▶ [TASK DESCRIPTION] Rewrite the records below, replacing "Field-scouting request" with "Plant-survey request" everywhere and leaving everything else unchanged. Leave the pictures out of your answer.
====== INPUT MATERIAL ======
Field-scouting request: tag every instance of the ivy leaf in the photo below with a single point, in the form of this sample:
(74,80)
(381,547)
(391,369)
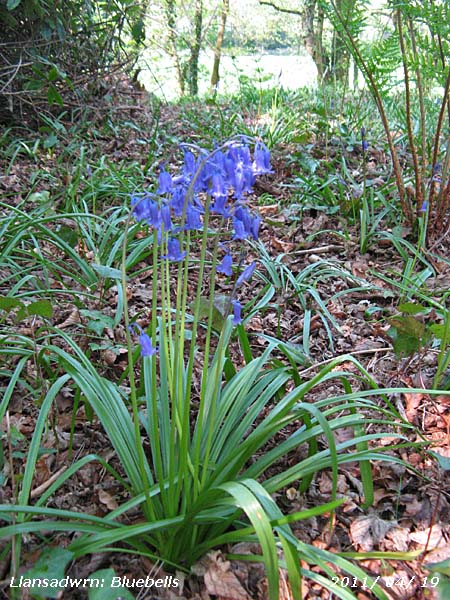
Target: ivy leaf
(107,272)
(107,592)
(40,308)
(411,308)
(7,303)
(12,4)
(51,564)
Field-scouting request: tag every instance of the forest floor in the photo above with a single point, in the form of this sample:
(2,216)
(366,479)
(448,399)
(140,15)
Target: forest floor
(411,512)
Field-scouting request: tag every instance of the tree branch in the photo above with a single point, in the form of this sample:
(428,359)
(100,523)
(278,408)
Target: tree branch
(290,11)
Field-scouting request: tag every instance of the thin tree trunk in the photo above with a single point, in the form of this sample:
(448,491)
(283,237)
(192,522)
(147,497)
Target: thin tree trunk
(218,49)
(171,25)
(195,49)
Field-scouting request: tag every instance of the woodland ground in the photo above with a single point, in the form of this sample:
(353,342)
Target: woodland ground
(411,510)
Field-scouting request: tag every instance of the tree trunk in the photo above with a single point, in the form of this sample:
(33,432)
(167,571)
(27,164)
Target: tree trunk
(195,48)
(218,49)
(173,51)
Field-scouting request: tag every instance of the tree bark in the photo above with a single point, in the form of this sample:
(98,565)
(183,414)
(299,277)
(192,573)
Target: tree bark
(218,49)
(195,48)
(170,11)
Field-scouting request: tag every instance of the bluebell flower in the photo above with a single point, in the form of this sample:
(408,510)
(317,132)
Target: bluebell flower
======
▶ [ANSWER FOR THE TASK]
Plant-survey request: tag every instance of the ivy leaf in the photo below with a single point, in the form of this sample:
(74,80)
(381,547)
(391,369)
Target: ivy leaf
(107,272)
(107,592)
(40,308)
(411,308)
(7,303)
(12,4)
(51,564)
Plant-survey request: tag every instance of the forest floor in the photo above with a single point, in the form of this sample:
(2,216)
(366,479)
(448,399)
(140,15)
Target: forest floor
(411,512)
Plant-survey request: tag every instance of the tree branch in the photo above with a single point, in the form of this sample:
(428,359)
(100,523)
(278,408)
Target: tree branch
(290,11)
Plant-survey request: tag every instance of the thin tree trunk in the photo above with a single point, in the form of this sample:
(448,491)
(283,237)
(192,522)
(147,497)
Target: thin tree trunk
(218,49)
(171,25)
(195,49)
Plant-survey request: tag every instance of the woodland ground in the photo above with a single point, in the form of this sample:
(353,342)
Target: woodland ground
(411,510)
Plant-survey request: tag every instance of the tree trunk in the photo above with a single point, in the form of this sample:
(33,432)
(167,571)
(27,164)
Target: tree trunk
(195,48)
(218,49)
(173,51)
Plant-survey request: tag every instance of the tree bark in the photo above with a single point, in the form of this sample:
(98,565)
(183,414)
(299,277)
(192,573)
Target: tree bark
(218,49)
(195,48)
(170,11)
Plant-survey request: tag every instance of the bluebell flower in the photo above with a single point, in the form of this sample:
(408,510)
(317,132)
Target: bluebell flower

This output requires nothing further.